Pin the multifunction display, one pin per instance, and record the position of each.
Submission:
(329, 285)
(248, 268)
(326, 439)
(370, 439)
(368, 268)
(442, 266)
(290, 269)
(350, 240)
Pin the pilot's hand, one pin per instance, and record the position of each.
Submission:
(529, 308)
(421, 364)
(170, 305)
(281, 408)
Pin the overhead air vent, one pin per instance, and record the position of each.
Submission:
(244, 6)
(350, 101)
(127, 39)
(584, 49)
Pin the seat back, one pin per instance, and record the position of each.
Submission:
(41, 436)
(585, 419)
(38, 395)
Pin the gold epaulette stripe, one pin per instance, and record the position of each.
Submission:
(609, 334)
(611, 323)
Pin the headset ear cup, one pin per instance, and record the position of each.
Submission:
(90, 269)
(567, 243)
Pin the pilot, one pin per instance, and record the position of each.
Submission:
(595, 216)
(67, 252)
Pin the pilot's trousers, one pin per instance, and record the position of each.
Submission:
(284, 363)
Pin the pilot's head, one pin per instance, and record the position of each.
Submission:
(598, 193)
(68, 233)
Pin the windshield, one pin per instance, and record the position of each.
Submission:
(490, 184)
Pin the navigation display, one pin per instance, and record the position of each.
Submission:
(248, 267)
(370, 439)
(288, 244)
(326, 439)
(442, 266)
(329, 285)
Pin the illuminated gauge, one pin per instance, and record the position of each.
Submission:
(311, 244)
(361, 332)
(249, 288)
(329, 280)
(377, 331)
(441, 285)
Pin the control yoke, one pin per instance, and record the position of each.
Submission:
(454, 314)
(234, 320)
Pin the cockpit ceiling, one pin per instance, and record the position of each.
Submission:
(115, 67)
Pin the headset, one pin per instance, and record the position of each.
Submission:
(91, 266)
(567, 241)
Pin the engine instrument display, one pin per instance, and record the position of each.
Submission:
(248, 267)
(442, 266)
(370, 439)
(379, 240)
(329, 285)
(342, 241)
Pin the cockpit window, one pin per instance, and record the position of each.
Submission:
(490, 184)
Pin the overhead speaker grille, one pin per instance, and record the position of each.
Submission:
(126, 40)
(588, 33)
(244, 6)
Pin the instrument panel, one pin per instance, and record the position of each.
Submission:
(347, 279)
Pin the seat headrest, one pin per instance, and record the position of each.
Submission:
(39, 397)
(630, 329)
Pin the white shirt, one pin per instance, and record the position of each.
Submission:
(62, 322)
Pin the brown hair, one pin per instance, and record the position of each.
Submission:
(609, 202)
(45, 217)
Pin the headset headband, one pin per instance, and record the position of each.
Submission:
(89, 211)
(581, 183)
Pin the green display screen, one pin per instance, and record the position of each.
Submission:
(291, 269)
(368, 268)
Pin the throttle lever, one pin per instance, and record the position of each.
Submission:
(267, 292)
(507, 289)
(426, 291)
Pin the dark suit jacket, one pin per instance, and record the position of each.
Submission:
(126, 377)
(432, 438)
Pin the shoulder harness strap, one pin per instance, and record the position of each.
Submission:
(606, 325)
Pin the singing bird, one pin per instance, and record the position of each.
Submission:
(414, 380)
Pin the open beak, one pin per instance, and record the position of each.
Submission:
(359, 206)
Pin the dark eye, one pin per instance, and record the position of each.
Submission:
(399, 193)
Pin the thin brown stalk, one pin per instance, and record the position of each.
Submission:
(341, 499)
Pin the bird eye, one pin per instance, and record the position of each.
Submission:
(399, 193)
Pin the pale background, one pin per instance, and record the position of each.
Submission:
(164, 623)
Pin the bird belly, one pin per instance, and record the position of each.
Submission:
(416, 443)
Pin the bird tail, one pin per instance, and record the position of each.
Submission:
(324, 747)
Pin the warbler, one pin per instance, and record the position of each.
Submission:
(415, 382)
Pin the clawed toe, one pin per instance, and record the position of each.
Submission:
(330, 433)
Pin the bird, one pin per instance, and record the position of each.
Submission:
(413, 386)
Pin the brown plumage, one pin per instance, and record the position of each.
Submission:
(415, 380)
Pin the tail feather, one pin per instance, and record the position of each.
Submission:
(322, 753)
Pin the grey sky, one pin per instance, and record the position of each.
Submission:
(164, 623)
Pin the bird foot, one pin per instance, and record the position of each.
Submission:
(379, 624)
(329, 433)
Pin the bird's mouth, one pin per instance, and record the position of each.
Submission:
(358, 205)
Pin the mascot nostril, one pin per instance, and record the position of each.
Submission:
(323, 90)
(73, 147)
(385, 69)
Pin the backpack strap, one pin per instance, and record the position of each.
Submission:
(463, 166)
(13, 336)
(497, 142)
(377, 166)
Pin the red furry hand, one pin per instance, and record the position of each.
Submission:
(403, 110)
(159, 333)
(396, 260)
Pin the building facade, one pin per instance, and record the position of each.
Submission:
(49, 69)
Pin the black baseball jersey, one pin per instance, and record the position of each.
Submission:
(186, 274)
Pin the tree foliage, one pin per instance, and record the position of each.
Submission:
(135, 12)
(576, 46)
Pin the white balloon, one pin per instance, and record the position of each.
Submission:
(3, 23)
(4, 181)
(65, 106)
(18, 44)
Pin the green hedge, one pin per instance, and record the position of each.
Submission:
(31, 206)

═══

Reproduce the full listing above, character for character.

Answer to the exercise —
Pin the multifunction display, one pin per instance, and record the position of each.
Submission:
(329, 285)
(248, 268)
(326, 439)
(370, 439)
(368, 268)
(442, 266)
(290, 269)
(350, 240)
Pin the pilot's hand, one pin per instance, and record the position of each.
Submission:
(529, 308)
(421, 364)
(170, 305)
(281, 408)
Pin the overhead air vent, one pin per instance, and record the position of each.
Submission:
(244, 6)
(350, 101)
(127, 39)
(584, 49)
Pin the seat back, one pin per instance, and record the position of each.
Submission:
(41, 436)
(585, 419)
(38, 395)
Pin the gold epaulette stripe, one pin per instance, and record the position of each.
Submission:
(609, 334)
(611, 323)
Pin the headset ear cup, one pin per instance, and record the position of each.
Submission:
(90, 269)
(567, 243)
Pin the pilot, one pin per instance, and record the position of each.
Submission:
(595, 216)
(67, 252)
Pin the pilot's trousers, one pin per instance, and record the position of each.
Submission:
(284, 363)
Pin the pilot's head, one pin per instance, and record the position of each.
Submission:
(598, 193)
(68, 233)
Pin the windshield, one pin per instance, and record the position of each.
Submission:
(490, 184)
Pin the navigation display, one pin per instance, and record the position of each.
Submission:
(248, 267)
(370, 439)
(288, 244)
(326, 439)
(442, 266)
(329, 285)
Pin the illuminated gauge, one pin per instance, and record the position of each.
Submission:
(311, 244)
(361, 332)
(249, 288)
(329, 280)
(377, 331)
(441, 285)
Pin the control yoke, one pin per instance, and record the position of each.
Submission:
(454, 314)
(234, 320)
Pin the cockpit ceiling, one pin per instance, and record the position of each.
Submission:
(115, 67)
Pin the headset, one pin per instance, and record the position of each.
Submission:
(91, 266)
(567, 241)
Pin the engine instrument display, one pin per instance, and record the position of each.
Submission:
(248, 267)
(442, 266)
(370, 439)
(379, 240)
(329, 285)
(342, 241)
Pin the cockpit window, one pin per instance, and record the position of each.
Submission:
(490, 184)
Pin the overhead speaker grille, one pin per instance, and record the position of each.
Submission:
(126, 40)
(588, 33)
(244, 6)
Pin the instrument panel, one pin per instance, and record the position of each.
Submission:
(347, 279)
Pin the seat headrest, one pin per instance, and record the position of each.
Submission:
(39, 397)
(630, 329)
Pin the white shirt, one pin per instance, and record the position of each.
Submission:
(62, 322)
Pin the brown hair, one pin per instance, and record the position of each.
Submission:
(609, 202)
(45, 217)
Pin the headset headband, one pin per instance, and record the position of each.
Submission:
(89, 211)
(581, 183)
Pin the green display screen, one pin per instance, and record the position of each.
Submission:
(291, 269)
(368, 268)
Pin the throttle lever, one pin per instance, and record the position of each.
Submission:
(267, 292)
(507, 289)
(426, 291)
Pin the dark suit jacket, one pin per instance, and record the position of each.
Submission:
(126, 377)
(432, 438)
Pin the shoulder harness strap, one pin per instance, and record the position of each.
Submission:
(606, 325)
Pin the singing bird, one pin per instance, and record the position of each.
Submission:
(414, 380)
Pin the open beak, one pin per instance, and record the position of each.
Submission:
(359, 206)
Pin the dark eye, one pin per instance, and record the position of each.
Submission:
(399, 193)
Pin the thin brown stalk, one pin per instance, and record the position of each.
Submission:
(341, 499)
Pin the bird eye, one pin per instance, and record the position of each.
Submission:
(399, 193)
Pin the pale background, one pin per instance, and record the position of each.
Submission:
(164, 623)
Pin the bird belly, one pin per instance, and record the position of each.
Submission:
(416, 443)
Pin the bird tail, one pin per instance, and record the position of each.
Submission:
(324, 747)
Pin the warbler, one pin per instance, and record the position of each.
Submission:
(415, 382)
Pin the clawed toe, one pin per instance, and record the position of each.
Submission:
(330, 433)
Pin the bird, one pin per instance, and record the position of each.
Submission:
(413, 386)
Pin the brown plumage, one pin per instance, and record the position of each.
Submission:
(415, 380)
Pin the tail feather, one pin per instance, and record the position of each.
Submission:
(322, 753)
Pin the grey sky, one pin per instance, and record the position of each.
Submission:
(164, 623)
Pin the bird foot, one pin per instance, and record the position of each.
Submission:
(379, 624)
(329, 433)
Pin the bird's mouth, one pin per instance, and record the position of each.
Submission:
(358, 205)
Pin the mascot nostril, one pin per instance, and record the position of each.
Submission:
(323, 90)
(73, 147)
(385, 69)
Pin the backpack strap, one pin per instance, and record the position of each.
Submission:
(463, 166)
(13, 336)
(497, 142)
(377, 166)
Pin the red furry hand, one pin per instance, and record the position of each.
Submission:
(403, 110)
(159, 333)
(396, 260)
Pin the building facade, one pin per instance, and record the position of each.
Submission:
(49, 69)
Pin the black baseball jersey, one pin per instance, and record the position of each.
Submission:
(186, 274)
Pin the tree foliage, one pin per instance, and record the position of each.
Submission:
(135, 12)
(576, 46)
Pin the white balloon, one pin per instance, and record the position of each.
Submission:
(3, 23)
(4, 181)
(65, 106)
(18, 44)
Pin the green hedge, one pin per instance, and record the position of each.
Submission:
(31, 206)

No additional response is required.